By a separate email of 26 October 2011 to PNL, Mr Park rejected the demand for payment in the amount claimed. The email included the following:
"2 Currently, our company, Naruone, cannot accept your company, PNL Global Logistics's demand for outstanding payment in the sum of $26,274.40.
3 Our company requested the reduction of the excessive charge you imposed on us and we also requested on numerous occasions for any supporting documents and records that displays reasons for the excessive charge.
4 Our company has been greatly damaged not only by the inspection conducted by AQIS, but also by PNL's delays and incorrect measures.
...
6 Moreover, we cannot tolerate PNL's poor and inexperienced quality work and service anymore.
7 Our company, Naruone, cannot accept PNL's demand for the payment of outstanding due in the sum of $26,274.40.
8 On 15 September 2011, our company advised Mr Sae Jun Kim of your company who visited our office that PNL excessively charged our company and then requested him to provide us with the supporting documents that contains the billing records.
9 We further requested the 30% reduction on the charge as the damages were also caused by PNL's delays and poor and inexperienced service.

*Data listing*
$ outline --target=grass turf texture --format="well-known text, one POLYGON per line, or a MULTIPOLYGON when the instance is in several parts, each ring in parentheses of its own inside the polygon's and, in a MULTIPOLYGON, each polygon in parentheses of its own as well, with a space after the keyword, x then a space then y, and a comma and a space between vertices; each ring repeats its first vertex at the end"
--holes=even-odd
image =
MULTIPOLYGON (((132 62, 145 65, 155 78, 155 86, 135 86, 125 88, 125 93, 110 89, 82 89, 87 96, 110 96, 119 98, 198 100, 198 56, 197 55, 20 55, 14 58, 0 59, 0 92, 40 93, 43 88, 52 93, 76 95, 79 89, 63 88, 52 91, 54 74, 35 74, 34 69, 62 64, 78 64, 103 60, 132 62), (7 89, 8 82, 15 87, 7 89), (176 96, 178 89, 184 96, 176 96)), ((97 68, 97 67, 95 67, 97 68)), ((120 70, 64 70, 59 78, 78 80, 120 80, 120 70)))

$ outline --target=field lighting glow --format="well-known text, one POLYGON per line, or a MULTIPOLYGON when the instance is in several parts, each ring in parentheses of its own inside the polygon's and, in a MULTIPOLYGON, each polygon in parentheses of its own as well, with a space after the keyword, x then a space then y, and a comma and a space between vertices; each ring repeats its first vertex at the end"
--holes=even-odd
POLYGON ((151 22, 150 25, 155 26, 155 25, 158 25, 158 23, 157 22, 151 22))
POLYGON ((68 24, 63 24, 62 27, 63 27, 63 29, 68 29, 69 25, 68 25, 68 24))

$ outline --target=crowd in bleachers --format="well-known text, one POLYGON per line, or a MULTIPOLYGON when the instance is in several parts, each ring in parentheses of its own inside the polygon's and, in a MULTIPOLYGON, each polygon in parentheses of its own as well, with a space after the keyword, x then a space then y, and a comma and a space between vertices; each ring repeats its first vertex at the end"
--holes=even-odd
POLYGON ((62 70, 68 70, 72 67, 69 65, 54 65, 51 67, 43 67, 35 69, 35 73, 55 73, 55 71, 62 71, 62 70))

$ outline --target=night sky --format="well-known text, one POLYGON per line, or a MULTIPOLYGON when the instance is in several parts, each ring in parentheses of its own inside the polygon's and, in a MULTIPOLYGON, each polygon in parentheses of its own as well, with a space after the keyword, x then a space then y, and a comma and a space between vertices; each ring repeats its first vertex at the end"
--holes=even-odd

*Stated goal 1*
According to the payment dispute text, why did Naruone ask for a 30% reduction on the charge? Answer in one to three sentences.
*Stated goal 2*
Rewrite the records, from their first line through the line containing "POLYGON ((68 24, 63", as a Markdown table with the columns No. and Line, giving each row a number and leaving out blank lines.
The text and the records come from unrelated sources.

*Correct response 1*
Naruone requested the 30% reduction because, according to its email, the damages were also caused by PNL's delays and by PNL's poor and inexperienced service.

*Correct response 2*
| No. | Line |
|---|---|
| 1 | $ outline --target=grass turf texture --format="well-known text, one POLYGON per line, or a MULTIPOLYGON when the instance is in several parts, each ring in parentheses of its own inside the polygon's and, in a MULTIPOLYGON, each polygon in parentheses of its own as well, with a space after the keyword, x then a space then y, and a comma and a space between vertices; each ring repeats its first vertex at the end" |
| 2 | --holes=even-odd |
| 3 | image = |
| 4 | MULTIPOLYGON (((132 62, 145 65, 155 78, 155 86, 135 86, 125 88, 125 93, 110 89, 82 89, 87 96, 110 96, 119 98, 198 100, 198 56, 197 55, 20 55, 14 58, 0 59, 0 92, 40 93, 43 88, 52 93, 76 95, 79 89, 63 88, 52 91, 54 74, 35 74, 34 69, 62 64, 78 64, 103 60, 132 62), (7 89, 8 82, 15 87, 7 89), (176 96, 178 89, 184 96, 176 96)), ((97 68, 97 67, 95 67, 97 68)), ((120 70, 64 70, 59 78, 78 80, 120 80, 120 70))) |
| 5 | $ outline --target=field lighting glow --format="well-known text, one POLYGON per line, or a MULTIPOLYGON when the instance is in several parts, each ring in parentheses of its own inside the polygon's and, in a MULTIPOLYGON, each polygon in parentheses of its own as well, with a space after the keyword, x then a space then y, and a comma and a space between vertices; each ring repeats its first vertex at the end" |
| 6 | --holes=even-odd |
| 7 | POLYGON ((151 22, 150 25, 155 26, 155 25, 158 25, 158 23, 157 22, 151 22)) |
| 8 | POLYGON ((68 24, 63 24, 62 27, 63 27, 63 29, 68 29, 69 25, 68 25, 68 24)) |